* [DATASET EXTRACT]:
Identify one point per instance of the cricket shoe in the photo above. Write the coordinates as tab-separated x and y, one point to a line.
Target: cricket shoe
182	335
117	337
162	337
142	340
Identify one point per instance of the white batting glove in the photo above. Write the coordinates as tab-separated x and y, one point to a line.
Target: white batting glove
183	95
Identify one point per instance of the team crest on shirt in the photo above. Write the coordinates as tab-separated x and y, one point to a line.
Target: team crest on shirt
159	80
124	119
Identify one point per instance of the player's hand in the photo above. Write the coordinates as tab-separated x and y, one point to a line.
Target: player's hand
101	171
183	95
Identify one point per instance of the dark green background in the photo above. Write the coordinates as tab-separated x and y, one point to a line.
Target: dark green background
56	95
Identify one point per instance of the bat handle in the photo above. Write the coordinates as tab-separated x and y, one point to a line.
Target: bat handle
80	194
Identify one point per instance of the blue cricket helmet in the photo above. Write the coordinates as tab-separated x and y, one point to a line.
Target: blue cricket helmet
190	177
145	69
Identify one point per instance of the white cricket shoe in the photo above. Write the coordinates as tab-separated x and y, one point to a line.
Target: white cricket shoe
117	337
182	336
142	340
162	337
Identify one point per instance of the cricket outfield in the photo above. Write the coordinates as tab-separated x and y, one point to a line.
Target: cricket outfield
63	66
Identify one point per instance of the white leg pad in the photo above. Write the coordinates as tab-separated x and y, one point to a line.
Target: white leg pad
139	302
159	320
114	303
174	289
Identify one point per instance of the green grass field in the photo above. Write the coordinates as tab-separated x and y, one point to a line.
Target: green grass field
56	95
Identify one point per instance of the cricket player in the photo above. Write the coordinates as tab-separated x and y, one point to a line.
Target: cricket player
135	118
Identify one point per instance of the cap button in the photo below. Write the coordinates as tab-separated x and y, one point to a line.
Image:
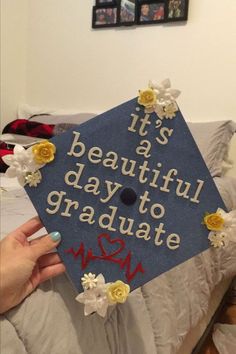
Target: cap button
128	196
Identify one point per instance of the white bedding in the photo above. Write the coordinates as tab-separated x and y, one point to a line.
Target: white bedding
155	319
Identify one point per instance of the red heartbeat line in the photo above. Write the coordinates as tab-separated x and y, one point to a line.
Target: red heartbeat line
123	263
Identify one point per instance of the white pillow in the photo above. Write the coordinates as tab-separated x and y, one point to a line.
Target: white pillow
213	140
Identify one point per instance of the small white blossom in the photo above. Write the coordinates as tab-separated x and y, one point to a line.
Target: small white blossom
95	299
20	162
170	110
33	178
165	94
89	281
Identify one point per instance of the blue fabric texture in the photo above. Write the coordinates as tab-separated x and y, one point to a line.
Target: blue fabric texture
165	223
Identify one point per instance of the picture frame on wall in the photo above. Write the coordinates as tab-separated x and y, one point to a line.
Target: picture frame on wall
127	12
151	11
113	13
105	16
177	10
105	2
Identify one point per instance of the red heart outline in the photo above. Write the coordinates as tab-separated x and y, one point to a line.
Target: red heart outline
115	241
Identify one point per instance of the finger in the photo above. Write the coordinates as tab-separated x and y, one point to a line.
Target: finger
48	259
51	271
44	245
30	227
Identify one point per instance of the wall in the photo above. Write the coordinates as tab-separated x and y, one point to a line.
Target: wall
73	67
14	19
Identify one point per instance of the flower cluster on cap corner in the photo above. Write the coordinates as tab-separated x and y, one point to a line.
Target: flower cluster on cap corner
98	295
222	227
159	98
24	164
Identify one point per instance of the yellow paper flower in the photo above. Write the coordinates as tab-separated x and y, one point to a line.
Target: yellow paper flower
214	221
44	152
118	292
147	97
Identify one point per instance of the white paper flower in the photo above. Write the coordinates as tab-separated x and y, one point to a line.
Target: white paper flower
89	281
165	94
33	178
95	299
20	163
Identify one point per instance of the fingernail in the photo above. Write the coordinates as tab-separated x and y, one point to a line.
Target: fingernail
55	236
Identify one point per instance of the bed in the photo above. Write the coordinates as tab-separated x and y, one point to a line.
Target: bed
168	315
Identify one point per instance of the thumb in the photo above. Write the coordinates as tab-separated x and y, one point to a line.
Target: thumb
45	244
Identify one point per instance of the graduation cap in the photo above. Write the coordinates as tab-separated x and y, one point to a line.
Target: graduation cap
128	190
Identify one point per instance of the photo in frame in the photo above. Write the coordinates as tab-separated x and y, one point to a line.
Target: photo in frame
128	12
104	16
105	2
151	12
113	13
177	10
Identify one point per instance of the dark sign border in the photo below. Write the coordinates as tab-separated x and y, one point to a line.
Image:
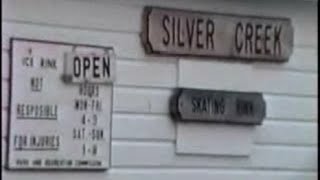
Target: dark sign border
7	139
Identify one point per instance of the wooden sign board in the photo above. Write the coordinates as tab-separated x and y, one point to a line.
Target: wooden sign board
60	106
191	105
189	33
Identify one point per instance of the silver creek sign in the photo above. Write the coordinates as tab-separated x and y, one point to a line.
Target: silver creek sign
189	33
218	106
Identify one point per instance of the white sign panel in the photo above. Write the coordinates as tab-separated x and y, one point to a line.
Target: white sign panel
60	119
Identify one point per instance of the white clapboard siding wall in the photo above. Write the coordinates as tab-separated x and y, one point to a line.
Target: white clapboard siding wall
143	134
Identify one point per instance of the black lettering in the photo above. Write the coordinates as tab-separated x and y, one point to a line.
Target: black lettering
277	44
258	39
86	65
210	32
238	29
165	20
248	41
95	67
180	43
173	31
199	32
190	32
195	105
106	66
266	39
76	66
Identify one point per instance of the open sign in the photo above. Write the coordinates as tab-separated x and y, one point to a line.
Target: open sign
91	68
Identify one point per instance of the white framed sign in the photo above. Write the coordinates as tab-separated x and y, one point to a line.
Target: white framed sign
60	105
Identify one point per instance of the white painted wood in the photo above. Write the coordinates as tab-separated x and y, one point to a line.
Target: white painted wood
139	100
150	127
3	152
214	139
243	77
163	128
4	122
152	73
125	44
143	134
81	14
302	59
146	154
160	174
129	13
284	132
149	100
5	64
4	94
304	108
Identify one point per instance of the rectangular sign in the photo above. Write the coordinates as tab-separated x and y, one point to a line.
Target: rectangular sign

* [EXERCISE]:
Tally every line of the data that holds the word "rectangular" and write the count alone.

* [EXPECTED ANSWER]:
2